(Texte à étudier):

────────────────────

Ricardo ne demande pas d’aide. Mais il en a besoin. C’est en grande partie pour cette raison que nous continuons à perdre de l’argent… pour maintenir la ferme en activité et Ricardo au travail. Sinon, il n’y a pas de travail dans cette vallée. Il devrait quitter sa petite arrienda et déménager en ville.

Est-ce bien ou mal, nous n’en savons rien. Mais nous « investissons » dans la ferme pour qu’elle continue de tourner… pour que Ricardo et sept autres personnes aient un travail… et nous espérons qu’elle deviendra auto-suffisante avant que nous faisions faillite.

« Nous irons parler à un docteur en ville », lui avons-nous dit. « Peut-être pourra-t-il vous obtenir les médicaments pour moins cher ».

Nous avions envoyé la pelleteuse en avance afin de commencer à dégager une zone devant la petite maison (la bodeguita) ; nous voulons y planter un jardin. On est au début du printemps, ici. Les jours sont chauds. Les nuits sont fraîches. Il est temps de semer. A notre âge, nous ne voulons pas manquer une seule saison. Nous avons donc empaqueté des arbres fruitiers et quelques buissons dans la camionnette… et nous nous sommes mis en route.

▪ Et l’argent, dans tout ça ?
Oh… c’est vrai… nous sommes censé écrire au sujet de l’argent. Quel est l’angle d’investissement ?

D’accord, vous voulez parler d’argent ? Eh bien, voici les dernières nouvelles :

L’activité manufacturière est en hausse aux Etats-Unis.

Elle est en baisse au niveau mondial.

Toujours au niveau mondial, le commerce ralentit, dit le Wall Street Journal. Ce qui n’est pas une bonne chose. Les gens s’enrichissent quand ils échangent les uns avec les autres. Les tarifs douaniers… et « l’autarcie »… rendent toujours les gens plus pauvres. Adam Smith l’a expliqué il y a 250 ans.

Un petit chiffre supplémentaire : il y a plus de chômeurs que jamais en Europe. Ils sont 18 millions.

Mais revenons-en à la ferme. Voilà, nous parlons d’argent : nous avons acheté cet endroit comme un investissement ! Les prix étaient bas en Argentine à la suite de la crise de 2001-2002. Surtout dans ce coin oublié du pays. Le ranch était évalué à environ quatre dollars l’acre.

« Qu’avons-nous à perdre ? » avons-nous dit à notre vieil ami Rick Rule, venu visiter l’endroit.

« Environ quatre dollars l’acre », a-t-il répondu.

────────────────────

(Données):
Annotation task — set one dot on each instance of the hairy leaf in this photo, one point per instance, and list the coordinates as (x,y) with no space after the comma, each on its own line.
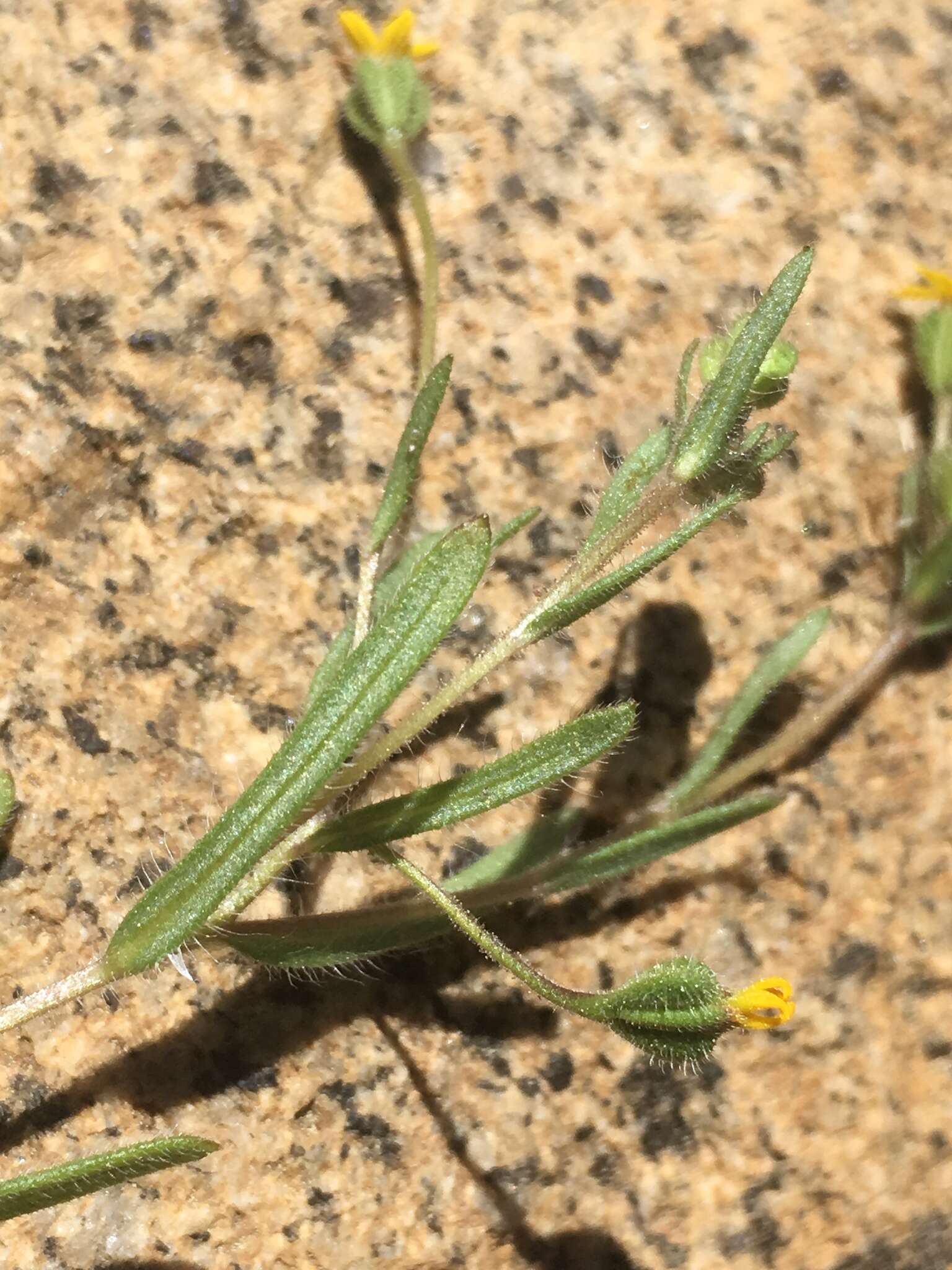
(407,461)
(8,797)
(780,660)
(597,593)
(542,762)
(340,939)
(512,527)
(376,672)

────────────────────

(Exercice 1):
Répondez à ces questions à partir du texte sur la ferme en Argentine.
(a) Combien de personnes, en plus de Ricardo, ont un travail grâce à la ferme ?
(b) Combien y a-t-il de chômeurs en Europe ?
(c) À combien le ranch était-il évalué à l'acre ?
(Exercice 2): Prolongez le texte sur la ferme en Argentine après sa dernière phrase.
Les données n'interviennent pas dans ce travail.

(Réponse écrite 1):
(a) Sept personnes.
(b) 18 millions.
(c) Environ quatre dollars l'acre.

(Réponse écrite 2):
Il se trompait de 10 $. A mesure que le temps passe, les pertes s’accumulent. C’est une ferme en fonctionnement, avec des salaires à payer… des tracteurs à réparer… des réservoirs à creuser. Tout ça coûte de l’argent. On peut se dire qu’on « investit ». On peut même faire des calculs montrant quand on rentrera dans ses frais.

Peut-être que tout ça finira par fonctionner. Mais les vétérans — les propriétaires terriens qui sont là depuis des générations — et les fermiers professionnels ne sont pas dupes. Ils lèvent les yeux au ciel et vous regardent avec un mélange de pitié et de mépris.

Une récolte est détruite par les abeilles. Une autre par la sécheresse. Il y a du bétail, mais les bêtes n’ont rien à manger. « Du boeuf nourri au sable », comme nous l’appelons. Les gens rient. « Faible taux de cholestérol. Faible teneur en lipides. Très faible teneur en lipides ».

Et on envisage donc l’année suivante. On investit dans un plus grand réservoir et dans plus d’insecticides contre les abeilles. On diversifie. Ici, en plus de la vigne et du bétail, nous plantons du quinoa, des câpres et des noix.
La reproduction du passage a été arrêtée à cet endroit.